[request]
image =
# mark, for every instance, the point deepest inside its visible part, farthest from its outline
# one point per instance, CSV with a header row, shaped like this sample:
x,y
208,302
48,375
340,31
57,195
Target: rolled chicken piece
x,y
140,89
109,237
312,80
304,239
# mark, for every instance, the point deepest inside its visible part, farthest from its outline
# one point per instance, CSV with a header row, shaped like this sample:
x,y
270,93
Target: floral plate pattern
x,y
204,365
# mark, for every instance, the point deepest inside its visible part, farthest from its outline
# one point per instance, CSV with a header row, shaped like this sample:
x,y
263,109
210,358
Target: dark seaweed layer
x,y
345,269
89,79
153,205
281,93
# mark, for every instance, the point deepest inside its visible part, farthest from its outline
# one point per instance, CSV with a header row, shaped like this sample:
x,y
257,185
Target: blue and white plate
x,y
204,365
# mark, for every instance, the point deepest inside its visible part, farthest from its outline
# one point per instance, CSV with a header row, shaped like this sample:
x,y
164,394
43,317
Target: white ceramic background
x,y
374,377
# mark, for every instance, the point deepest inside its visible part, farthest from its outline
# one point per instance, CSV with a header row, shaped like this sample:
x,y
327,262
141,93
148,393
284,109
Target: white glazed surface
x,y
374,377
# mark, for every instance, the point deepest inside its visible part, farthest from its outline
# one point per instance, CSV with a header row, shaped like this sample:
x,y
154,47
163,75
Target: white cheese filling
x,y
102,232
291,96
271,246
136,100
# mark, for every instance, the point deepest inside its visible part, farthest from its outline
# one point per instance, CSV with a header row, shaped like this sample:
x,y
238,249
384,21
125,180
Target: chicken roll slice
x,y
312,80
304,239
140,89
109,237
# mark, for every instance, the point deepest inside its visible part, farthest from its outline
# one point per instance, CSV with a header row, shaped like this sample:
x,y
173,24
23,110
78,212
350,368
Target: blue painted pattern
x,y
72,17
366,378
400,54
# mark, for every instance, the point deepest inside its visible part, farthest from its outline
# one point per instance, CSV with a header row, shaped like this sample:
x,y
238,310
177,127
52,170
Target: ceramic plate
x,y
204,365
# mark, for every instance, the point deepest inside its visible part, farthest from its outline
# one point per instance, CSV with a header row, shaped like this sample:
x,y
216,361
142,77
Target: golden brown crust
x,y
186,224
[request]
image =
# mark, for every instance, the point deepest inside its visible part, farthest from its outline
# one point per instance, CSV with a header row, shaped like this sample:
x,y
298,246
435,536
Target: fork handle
################
→ **Work to be completed**:
Repeat each entry above, matching every line exactly.

→ **Solution for this task**:
[request]
image =
# mark, for every instance, the point deepest inside its visible part, farthest from its outline
# one point per instance, CSV with a header row, shaped like this sample:
x,y
208,302
48,375
340,31
57,195
Target: rolled chicken piece
x,y
140,89
109,237
312,80
304,239
# mark, for every instance, the point deepest inside its visible part, farthest from its outline
# one point per instance, CSV with a header row, shaped like this sample:
x,y
270,93
Target: floral plate pattern
x,y
204,365
# mark, for every instance, the point deepest inside its visible part, farthest from its outline
# one point per instance, CSV with a header row, shaped like this sample:
x,y
263,109
210,358
Target: dark seaweed layer
x,y
345,269
89,79
153,205
281,93
# mark, for every instance, the point deepest inside its visible part, farthest from its outline
# one point per instance, CSV with a header row, shaped like this sample:
x,y
257,185
Target: blue and white plate
x,y
204,365
# mark, for every instance, the point deepest inside its visible part, farthest from its outline
# one point per instance, CSV with a header row, shaped like this sample:
x,y
164,394
43,317
Target: white ceramic background
x,y
374,377
# mark, for every instance, the point deepest inside its visible part, farthest from its outline
# one point per instance, CSV with a header row, shaped like this sample:
x,y
327,262
141,93
148,393
284,109
Target: white glazed surface
x,y
374,377
# mark, for every instance, the point deepest inside its visible part, farthest from its outline
# one point per instance, CSV with a header row, shaped like this sample:
x,y
154,47
163,75
Target: white cheese filling
x,y
102,232
291,96
271,246
136,100
# mark, for every instance, the point deepest inside its visible part, farthest from its outline
# one point per instance, CSV with a header row, shaped like this sample:
x,y
238,249
384,21
125,180
Target: chicken roll slice
x,y
312,80
304,239
140,89
109,237
# mark, for every instance, the point deepest inside its visible part, farthest from its outline
# one point per instance, CSV with a header row, shaped like this sample:
x,y
173,24
23,110
78,212
350,368
Target: blue painted pattern
x,y
72,17
366,378
400,54
# mark, for every instance, the point deepest inside its visible part, farthest from its outline
# one point per instance, CSV with a header row, shaped like this sample:
x,y
238,310
177,127
52,170
Target: ceramic plate
x,y
204,365
# mark, for every instance, the point deepest inside its visible part, farthest from its outline
# one point per instance, CSV with a header row, shaped like this sample:
x,y
216,361
142,77
Target: golden brown crust
x,y
186,224
[request]
image =
# mark, for every instance, the point deepest inside its visible part, farthest from its outline
# one point per instance, CSV with a header row, shaped like this sample:
x,y
298,246
435,536
Target: fork handle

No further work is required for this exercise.